**What the task requires**
The entries that follow should come back exactly, with no pictures among them.

**Data supplied**
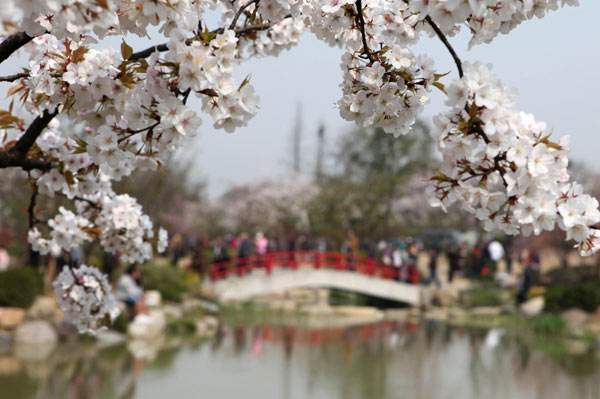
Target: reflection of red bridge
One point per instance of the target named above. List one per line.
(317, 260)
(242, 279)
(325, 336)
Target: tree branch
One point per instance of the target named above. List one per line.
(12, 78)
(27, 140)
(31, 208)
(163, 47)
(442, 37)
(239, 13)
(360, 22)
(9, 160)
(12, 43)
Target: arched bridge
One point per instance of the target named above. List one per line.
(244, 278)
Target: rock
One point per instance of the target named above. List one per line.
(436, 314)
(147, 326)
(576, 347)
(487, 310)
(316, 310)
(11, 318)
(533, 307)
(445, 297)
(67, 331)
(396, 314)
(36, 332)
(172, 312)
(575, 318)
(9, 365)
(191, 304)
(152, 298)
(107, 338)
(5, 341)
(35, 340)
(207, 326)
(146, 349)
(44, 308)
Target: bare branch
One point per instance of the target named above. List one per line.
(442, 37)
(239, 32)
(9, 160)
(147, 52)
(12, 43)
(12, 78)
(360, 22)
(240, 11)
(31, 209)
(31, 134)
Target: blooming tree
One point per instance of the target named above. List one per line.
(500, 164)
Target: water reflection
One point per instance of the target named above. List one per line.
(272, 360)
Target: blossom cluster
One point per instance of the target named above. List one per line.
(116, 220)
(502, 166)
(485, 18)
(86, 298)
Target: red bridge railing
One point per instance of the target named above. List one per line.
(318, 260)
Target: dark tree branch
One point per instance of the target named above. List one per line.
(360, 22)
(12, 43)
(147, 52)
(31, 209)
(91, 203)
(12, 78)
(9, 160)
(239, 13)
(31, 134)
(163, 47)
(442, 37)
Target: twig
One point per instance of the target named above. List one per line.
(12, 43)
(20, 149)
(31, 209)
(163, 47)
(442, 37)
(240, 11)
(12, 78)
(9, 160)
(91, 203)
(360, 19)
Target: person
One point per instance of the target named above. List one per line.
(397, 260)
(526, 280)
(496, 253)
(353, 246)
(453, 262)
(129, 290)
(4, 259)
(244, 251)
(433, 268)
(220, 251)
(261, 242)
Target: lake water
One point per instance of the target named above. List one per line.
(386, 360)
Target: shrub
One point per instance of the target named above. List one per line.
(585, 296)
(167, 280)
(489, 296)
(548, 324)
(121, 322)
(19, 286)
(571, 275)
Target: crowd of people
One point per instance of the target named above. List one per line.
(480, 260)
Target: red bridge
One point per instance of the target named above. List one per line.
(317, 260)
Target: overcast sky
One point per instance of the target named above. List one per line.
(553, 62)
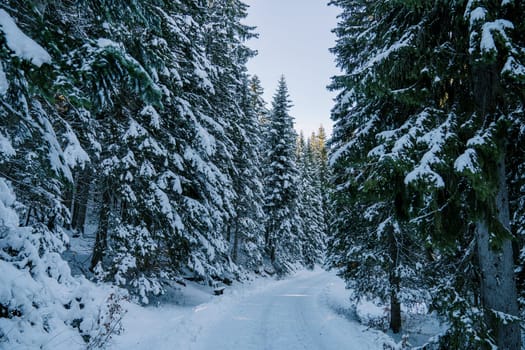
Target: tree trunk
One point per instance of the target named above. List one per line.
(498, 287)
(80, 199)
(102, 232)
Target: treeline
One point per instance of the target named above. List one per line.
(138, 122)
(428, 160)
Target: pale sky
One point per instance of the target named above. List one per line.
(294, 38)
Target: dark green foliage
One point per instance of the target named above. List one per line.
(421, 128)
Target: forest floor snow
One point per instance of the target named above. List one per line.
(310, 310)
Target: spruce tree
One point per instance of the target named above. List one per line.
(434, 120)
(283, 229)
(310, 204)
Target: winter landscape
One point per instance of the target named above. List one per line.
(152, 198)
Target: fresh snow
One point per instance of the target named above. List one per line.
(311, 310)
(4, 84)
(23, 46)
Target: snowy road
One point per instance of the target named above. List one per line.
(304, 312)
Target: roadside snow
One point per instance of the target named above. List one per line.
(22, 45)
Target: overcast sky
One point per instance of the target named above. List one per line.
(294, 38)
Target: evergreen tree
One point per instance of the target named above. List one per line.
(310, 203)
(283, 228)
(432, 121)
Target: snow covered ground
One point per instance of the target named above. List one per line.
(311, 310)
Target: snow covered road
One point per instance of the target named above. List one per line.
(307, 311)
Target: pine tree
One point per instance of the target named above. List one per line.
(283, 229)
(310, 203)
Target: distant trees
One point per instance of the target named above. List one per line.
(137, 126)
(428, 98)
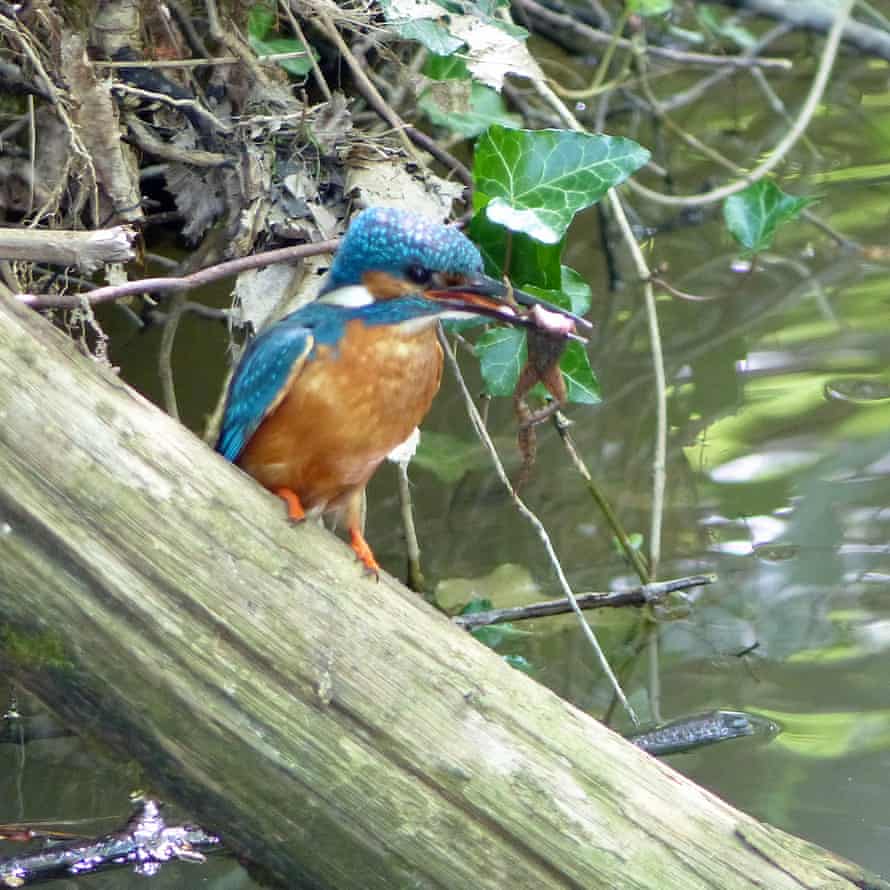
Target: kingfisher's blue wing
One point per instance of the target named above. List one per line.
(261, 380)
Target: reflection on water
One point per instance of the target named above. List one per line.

**Solution to this problem**
Target: reflection of red bridge
One point per instance of the target named above. List one per line.
(317, 260)
(242, 279)
(325, 336)
Target: tree branch
One point per instance of the target named above. List one per line.
(12, 78)
(27, 140)
(31, 208)
(163, 47)
(442, 37)
(239, 13)
(360, 22)
(9, 160)
(12, 43)
Target: arched bridge
One point per instance of the target named above. List one per line.
(244, 278)
Target: rock
One point per instance of the target named above. List one per line.
(436, 314)
(147, 326)
(576, 347)
(487, 310)
(316, 310)
(11, 318)
(533, 307)
(445, 297)
(67, 331)
(396, 314)
(36, 332)
(172, 312)
(575, 318)
(9, 365)
(191, 304)
(152, 298)
(107, 338)
(5, 341)
(35, 340)
(207, 326)
(146, 349)
(44, 308)
Target: bare branch
One point per instance of the target named above. List one per line.
(442, 37)
(239, 32)
(9, 160)
(147, 52)
(12, 43)
(12, 78)
(360, 22)
(240, 11)
(31, 209)
(31, 134)
Target: blooming tree
One point per instance of the target named above. List one per line.
(500, 164)
Target: water reflection
One point per instance of the target named above. List one per line.
(272, 360)
Target: blossom cluster
One point per instance of the target named above. List one per line.
(116, 220)
(502, 166)
(485, 18)
(86, 298)
Target: red bridge railing
One point per instance of the target named above. List one per line.
(318, 260)
Target: dark tree branch
One point per instance of the target named above. List one per line.
(360, 22)
(12, 43)
(147, 52)
(31, 209)
(91, 203)
(12, 78)
(9, 160)
(239, 13)
(31, 134)
(163, 47)
(442, 37)
Target: twig
One point per instance of the target named above. List one per line.
(12, 43)
(20, 149)
(31, 209)
(163, 47)
(442, 37)
(240, 11)
(12, 78)
(9, 160)
(91, 203)
(360, 19)
Target: person
One point per instance of the target named above. List one per line.
(397, 260)
(526, 280)
(496, 253)
(353, 246)
(453, 262)
(129, 290)
(4, 259)
(244, 251)
(433, 268)
(220, 251)
(261, 242)
Target: lake water
One point per instance of the target named above. List one per line.
(386, 360)
Target: shrub
One point per instance of the target named above. List one per line.
(585, 296)
(167, 280)
(489, 296)
(548, 324)
(121, 322)
(19, 286)
(571, 275)
Target: crowd of people
One point per instance of the target named above. List one per line.
(480, 260)
Target: red bridge
One point per instance of the target named above. List one per line.
(317, 260)
Target: overcast sky
One point per instance of the target named above. List one per line.
(553, 62)
Target: tree trunk
One point per instance of the target named above. List one per line.
(498, 287)
(80, 199)
(102, 232)
Target: treeline
One point per instance of the target named above. List one per line.
(138, 122)
(428, 160)
Target: pale sky
One point per instance of the target named above. List one per line.
(294, 38)
Target: dark green foliage
One point per instance of the target named above. List one per line.
(421, 128)
Target: forest floor snow
One point per instance of the target named above. List one per line.
(310, 310)
Target: spruce tree
One point per instance of the target named above. List one per line.
(434, 120)
(283, 229)
(310, 204)
Target: winter landscape
One point per instance of the target named above. List one per line.
(152, 198)
Target: fresh snow
One point per instance of the target named above. List one per line.
(311, 310)
(4, 84)
(23, 46)
Target: snowy road
One point per instance of the target named above. List one per line.
(304, 312)
Target: roadside snow
One point per instance of the target named above. List one per line.
(22, 45)
Target: overcast sky
One point per instance of the target named above. List one per line.
(294, 38)
Target: evergreen tree
One point per instance of the target named above. List one per line.
(310, 203)
(283, 228)
(432, 121)
Target: snow covered ground
One point per instance of the target named above. List one per line.
(311, 310)
Target: snow covered road
One point per instance of the target named above. List one per line.
(307, 311)
Target: pine tree
One point per instance of the target named above. List one per line.
(283, 229)
(310, 203)
Target: distant trees
One point per instance of the target named above. List one per line.
(137, 126)
(428, 98)
Target: kingfisher's blue wing
One point per instance of the target named above. List one per line.
(261, 380)
Target: reflection on water
One point per instance of the target named above. List one per line.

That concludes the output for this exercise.